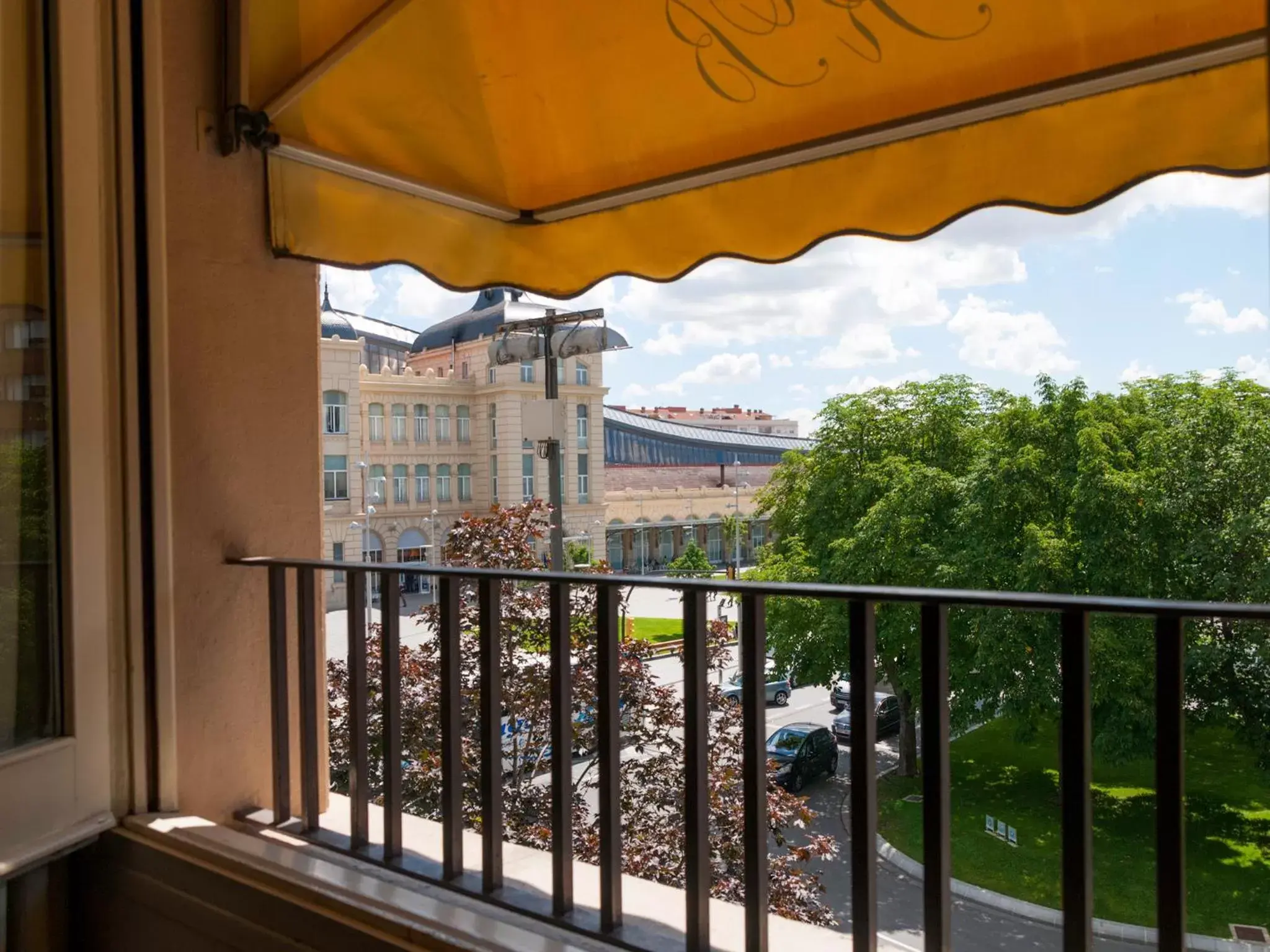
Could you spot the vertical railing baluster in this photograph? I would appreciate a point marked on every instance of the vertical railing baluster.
(390, 695)
(696, 781)
(864, 778)
(280, 695)
(306, 610)
(936, 795)
(1170, 783)
(491, 735)
(752, 651)
(451, 730)
(562, 752)
(358, 759)
(1075, 777)
(609, 726)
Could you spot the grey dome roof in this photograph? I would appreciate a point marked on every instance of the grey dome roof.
(335, 325)
(486, 314)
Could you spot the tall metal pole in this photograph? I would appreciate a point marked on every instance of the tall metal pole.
(554, 488)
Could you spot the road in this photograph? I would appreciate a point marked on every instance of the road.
(900, 897)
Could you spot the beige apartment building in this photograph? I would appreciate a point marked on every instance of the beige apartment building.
(419, 428)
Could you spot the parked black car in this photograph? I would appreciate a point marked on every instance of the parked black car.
(886, 708)
(802, 752)
(840, 692)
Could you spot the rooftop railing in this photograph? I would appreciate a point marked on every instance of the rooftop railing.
(1075, 736)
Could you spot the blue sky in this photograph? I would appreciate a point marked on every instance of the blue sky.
(1170, 277)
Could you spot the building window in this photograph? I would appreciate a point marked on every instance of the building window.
(334, 477)
(527, 477)
(335, 405)
(714, 542)
(378, 487)
(337, 555)
(23, 334)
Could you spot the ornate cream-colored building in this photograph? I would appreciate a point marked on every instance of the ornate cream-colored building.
(419, 428)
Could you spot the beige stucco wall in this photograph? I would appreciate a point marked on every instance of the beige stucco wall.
(243, 372)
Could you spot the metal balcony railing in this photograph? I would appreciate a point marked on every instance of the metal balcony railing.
(1075, 756)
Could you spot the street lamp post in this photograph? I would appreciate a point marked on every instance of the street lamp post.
(549, 337)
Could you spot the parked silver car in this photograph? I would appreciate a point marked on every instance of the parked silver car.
(778, 690)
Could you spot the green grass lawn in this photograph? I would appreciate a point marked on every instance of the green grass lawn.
(1227, 827)
(658, 628)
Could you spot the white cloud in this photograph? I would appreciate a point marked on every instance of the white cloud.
(419, 296)
(1135, 371)
(1208, 312)
(1021, 343)
(721, 368)
(863, 345)
(806, 419)
(1254, 369)
(350, 289)
(861, 385)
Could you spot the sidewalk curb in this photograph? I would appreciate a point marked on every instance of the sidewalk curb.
(1104, 928)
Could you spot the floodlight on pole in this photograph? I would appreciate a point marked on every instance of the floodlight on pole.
(554, 337)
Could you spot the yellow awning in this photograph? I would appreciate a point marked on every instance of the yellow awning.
(549, 145)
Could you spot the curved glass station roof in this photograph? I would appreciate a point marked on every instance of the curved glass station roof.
(634, 439)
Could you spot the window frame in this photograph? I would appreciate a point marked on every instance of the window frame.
(398, 423)
(340, 413)
(375, 433)
(334, 478)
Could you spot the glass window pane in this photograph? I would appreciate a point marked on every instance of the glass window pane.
(29, 638)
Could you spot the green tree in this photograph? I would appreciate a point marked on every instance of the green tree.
(1156, 491)
(691, 564)
(651, 782)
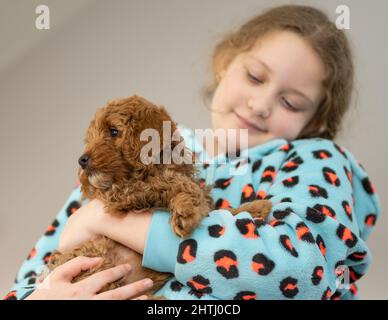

________

What you are asked to do »
Your task is to repeat only the lines from the line containing "Could you spot the glass" through the final line of the material, inclusive; do not include pictures.

Task result »
Could you spot the glass window pane in this photograph? I would appreciate a point marked on every instance of the glass window pane.
(29, 638)
Could you spot the green tree in this photograph? I would appreciate a point marked on every instance of the green tree.
(1156, 491)
(691, 564)
(651, 782)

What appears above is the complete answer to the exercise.